### TASK TO CARRY OUT
Find and copy each line of the records where the string "green" shows up.

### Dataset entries
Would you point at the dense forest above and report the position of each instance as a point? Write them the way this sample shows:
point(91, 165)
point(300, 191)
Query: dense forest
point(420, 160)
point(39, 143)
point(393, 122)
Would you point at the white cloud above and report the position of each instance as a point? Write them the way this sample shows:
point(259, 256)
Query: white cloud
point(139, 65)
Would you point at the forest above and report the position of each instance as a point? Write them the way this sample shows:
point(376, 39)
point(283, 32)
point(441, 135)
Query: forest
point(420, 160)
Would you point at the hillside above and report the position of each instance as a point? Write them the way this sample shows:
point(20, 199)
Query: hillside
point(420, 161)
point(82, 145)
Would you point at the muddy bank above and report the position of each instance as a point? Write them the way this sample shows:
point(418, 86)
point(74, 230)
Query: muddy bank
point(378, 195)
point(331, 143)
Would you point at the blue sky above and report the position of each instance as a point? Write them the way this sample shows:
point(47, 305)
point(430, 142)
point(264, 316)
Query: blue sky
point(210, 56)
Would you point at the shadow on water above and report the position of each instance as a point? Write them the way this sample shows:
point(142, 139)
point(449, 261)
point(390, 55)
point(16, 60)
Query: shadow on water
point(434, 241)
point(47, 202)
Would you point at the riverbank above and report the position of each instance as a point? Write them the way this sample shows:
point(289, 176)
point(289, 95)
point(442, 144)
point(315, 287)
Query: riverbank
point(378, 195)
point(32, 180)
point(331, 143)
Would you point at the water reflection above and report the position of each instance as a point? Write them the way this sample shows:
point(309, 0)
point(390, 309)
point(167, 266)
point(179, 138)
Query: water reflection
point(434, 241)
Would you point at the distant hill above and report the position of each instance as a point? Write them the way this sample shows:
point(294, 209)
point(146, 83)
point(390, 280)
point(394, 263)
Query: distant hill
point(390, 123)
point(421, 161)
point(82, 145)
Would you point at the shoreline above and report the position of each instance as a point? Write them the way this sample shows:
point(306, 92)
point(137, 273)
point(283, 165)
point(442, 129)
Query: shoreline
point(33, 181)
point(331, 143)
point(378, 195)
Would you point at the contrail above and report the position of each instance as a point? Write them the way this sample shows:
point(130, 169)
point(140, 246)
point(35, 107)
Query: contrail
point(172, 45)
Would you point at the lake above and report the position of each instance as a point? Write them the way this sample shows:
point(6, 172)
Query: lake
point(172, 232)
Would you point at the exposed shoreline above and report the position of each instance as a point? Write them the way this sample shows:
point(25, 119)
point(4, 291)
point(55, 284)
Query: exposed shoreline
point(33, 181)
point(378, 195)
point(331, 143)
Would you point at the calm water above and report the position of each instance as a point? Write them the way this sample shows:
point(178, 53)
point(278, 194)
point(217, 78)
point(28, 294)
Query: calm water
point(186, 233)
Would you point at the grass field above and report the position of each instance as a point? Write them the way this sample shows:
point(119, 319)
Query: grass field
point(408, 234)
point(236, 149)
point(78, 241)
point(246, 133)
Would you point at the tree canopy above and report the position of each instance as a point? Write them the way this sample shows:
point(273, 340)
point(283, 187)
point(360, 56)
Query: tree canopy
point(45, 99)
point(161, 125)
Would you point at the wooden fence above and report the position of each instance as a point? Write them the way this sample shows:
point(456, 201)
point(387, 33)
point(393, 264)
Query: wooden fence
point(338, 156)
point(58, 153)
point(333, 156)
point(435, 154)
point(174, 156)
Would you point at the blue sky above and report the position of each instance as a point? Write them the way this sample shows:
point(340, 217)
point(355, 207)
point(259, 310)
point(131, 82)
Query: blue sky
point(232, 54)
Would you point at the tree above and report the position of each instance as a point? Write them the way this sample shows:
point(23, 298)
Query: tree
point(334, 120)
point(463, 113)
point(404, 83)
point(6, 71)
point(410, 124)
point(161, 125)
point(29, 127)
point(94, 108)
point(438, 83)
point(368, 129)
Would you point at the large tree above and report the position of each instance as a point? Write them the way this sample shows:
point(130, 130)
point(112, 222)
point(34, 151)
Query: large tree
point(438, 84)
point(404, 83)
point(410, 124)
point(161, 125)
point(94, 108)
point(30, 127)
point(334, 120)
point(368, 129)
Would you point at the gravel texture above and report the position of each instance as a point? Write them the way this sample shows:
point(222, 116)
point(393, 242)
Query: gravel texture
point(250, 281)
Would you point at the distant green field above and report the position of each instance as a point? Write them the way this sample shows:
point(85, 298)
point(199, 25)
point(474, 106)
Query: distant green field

### WRITTEN ANSWER
Would you point at the distant green field above and report the position of each instance as a point? Write them the way this sample shows:
Query: distant green field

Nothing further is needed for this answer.